- Directed by: Naganna
- Written by: Late Srivathsa Ranganath
- Screenplay by: T. N. Narasimhan Naganna
- Story by: Naganna
- Produced by: M. Rajashekar
- Starring: Vishnuvardhan Soumya Kulkarni Vinaya Prasad Puneet Issar
- Cinematography: J.G. Krishna
- Edited by: Suresh Urs
- Music by: Hamsalekha
- Production company: Sri Gayatri Mata Pictures
- Distributed by: Manik Chand
- Release date: 4 May 1994;
- Running time: 126 minutes
- Country: India
- Language: Kannada

= Samrat (1994 film) =

Samrat is a 1994 Indian Kannada-language action thriller film written and directed by Naganna, making his debut, and produced by M. Rajashekar. The film starred Vishnuvardhan, Sowmya Kulkarni (in her Kannada debut) and Vinaya Prasad. The film's music is scored by Hamsalekha whilst the cinematography is by J.G. Krishna.

==Cast==
- Vishnuvardhan as Samrat
- Soumya Kulkarni as Sandhya, Samrat's lover
- Puneet Issar as Bhandaari
- Vajramuni as police commissioner
- Maanu as Chief minister
- Sudheer as Kulkarni Home Minister
- Rockline Venkatesh as Amavasye
- Ramesh Bhat as Baasha, Samrat's friend
- Avinash as Ekanath, Samrat's best friend and Sandhya's brother (special appearance)

Entries from a point annotation set:
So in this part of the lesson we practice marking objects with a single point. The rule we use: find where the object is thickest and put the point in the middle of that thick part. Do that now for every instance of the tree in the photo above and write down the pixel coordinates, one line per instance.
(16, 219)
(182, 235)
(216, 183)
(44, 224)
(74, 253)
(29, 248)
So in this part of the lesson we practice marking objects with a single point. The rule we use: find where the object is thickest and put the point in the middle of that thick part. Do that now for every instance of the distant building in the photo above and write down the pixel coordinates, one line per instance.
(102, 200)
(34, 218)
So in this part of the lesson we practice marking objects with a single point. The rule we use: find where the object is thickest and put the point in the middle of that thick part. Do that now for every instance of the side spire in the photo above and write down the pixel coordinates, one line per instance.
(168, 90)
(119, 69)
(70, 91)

### TASKS
a: Transcribe everything in the Samrat film page from "Samrat is a" down to "by J.G. Krishna.".
b: Go on with the page on the 1994 film Samrat from the point where it stops.

### RESULTS
a:
Samrat is a 1994 Indian Kannada-language action thriller film written and directed by Naganna, making his debut, and produced by M. Rajashekar. The film starred Vishnuvardhan, Sowmya Kulkarni (in her Kannada debut) and Vinaya Prasad. The film's music is scored by Hamsalekha whilst the cinematography is by J.G. Krishna.

b:
- Lohithaswa
- Mandeep Roy
- Sarigama Viji
- Nagendra Shah
- Bharat Bhagavatar
- Mahesh
- Jackie shivu
- Vinaya Prasad as a dancer (special appearance)

==Soundtrack==
The music of the film was composed and lyrics written by Hamsalekha. After release, the soundtrack was well received and the track "Nimakade Sambarandre" became an all-time hit song. It is rated as one of the top 10 Kannada patriotic songs by Filmibeat.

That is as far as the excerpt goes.